Introducing Short Thoughts Often I’ll have a short thought, more half of a thought really. I will begin to write it down and then the thought will wander off into the long grass and I’ll decide to finish working it out later. Now I have a few dozen half-finished blog posts in my folder and this site sits dormant. So, I’ve decided to exchange fantastic for frequent and to hit publish on shorter thoughts that are not polished or even properly thought through. Enjoy!, but don’t hold me to it, I’m just thinking out loud. You can read some more here

Something has to go…

It seems that in following Jesus something within you, that was alive and very much a part of you has to die in order to find the truer life that Jesus is offering. This is gestured towards in our Baptisms, spoken of explicitly in verses like “Those that give up their life, find it” (Matthew 10:39) and more figuratively in “unless a grain of wheat falls to the ground..” (John 12:24).

This part of us that has to ‘die’ has been thought of as our ego-structure from a psychological perspective, our sin nature from certain strands of new testament interpretation, our false self within psychoanalysis. Which ever perspective you come from discipleship involves certain things dying for other things to be raised up by the power of God.

- Given task A
Render this sentence from the blog excerpt into Spanish: "Now I have a few dozen half-finished blog posts in my folder and this site sits dormant."
The blog excerpt and the listing that follows it are unrelated pieces of material.

- Material provided
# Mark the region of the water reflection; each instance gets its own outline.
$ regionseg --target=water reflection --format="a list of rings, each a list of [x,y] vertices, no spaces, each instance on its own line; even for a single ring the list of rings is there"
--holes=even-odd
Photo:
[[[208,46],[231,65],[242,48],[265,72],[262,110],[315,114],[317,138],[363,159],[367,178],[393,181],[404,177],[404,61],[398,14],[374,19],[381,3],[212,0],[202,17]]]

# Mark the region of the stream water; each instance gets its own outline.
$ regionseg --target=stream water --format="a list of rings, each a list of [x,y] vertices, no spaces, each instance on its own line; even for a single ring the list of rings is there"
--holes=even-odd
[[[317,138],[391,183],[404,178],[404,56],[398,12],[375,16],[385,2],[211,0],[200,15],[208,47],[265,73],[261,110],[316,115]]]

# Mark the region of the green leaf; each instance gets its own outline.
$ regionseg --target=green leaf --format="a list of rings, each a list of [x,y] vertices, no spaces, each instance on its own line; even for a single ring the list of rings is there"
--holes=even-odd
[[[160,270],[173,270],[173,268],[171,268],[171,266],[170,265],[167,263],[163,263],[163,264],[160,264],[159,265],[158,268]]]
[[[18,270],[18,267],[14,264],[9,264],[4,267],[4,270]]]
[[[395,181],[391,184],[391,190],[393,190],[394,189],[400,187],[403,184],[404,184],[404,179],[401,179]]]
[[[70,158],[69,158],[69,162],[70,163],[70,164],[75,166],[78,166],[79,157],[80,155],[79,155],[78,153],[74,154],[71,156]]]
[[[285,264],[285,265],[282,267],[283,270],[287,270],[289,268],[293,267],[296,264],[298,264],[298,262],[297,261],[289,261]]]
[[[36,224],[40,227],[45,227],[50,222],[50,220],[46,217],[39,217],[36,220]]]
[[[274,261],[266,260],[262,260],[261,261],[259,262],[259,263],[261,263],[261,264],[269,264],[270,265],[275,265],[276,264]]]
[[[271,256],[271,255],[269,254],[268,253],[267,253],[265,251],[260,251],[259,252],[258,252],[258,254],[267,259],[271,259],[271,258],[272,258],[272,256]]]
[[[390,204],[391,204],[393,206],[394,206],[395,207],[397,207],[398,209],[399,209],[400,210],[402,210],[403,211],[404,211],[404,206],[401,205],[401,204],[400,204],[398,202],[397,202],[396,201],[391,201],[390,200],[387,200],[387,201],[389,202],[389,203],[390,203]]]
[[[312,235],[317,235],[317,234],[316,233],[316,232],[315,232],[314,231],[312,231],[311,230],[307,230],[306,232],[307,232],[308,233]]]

- Given task B
Count the lines of the listing that contain the string "rings", with case taken into account, and reply with that number alone.

- Written response A
Ahora tengo unas cuantas docenas de entradas de blog a medio terminar en mi carpeta y este sitio permanece inactivo.

- Written response B
3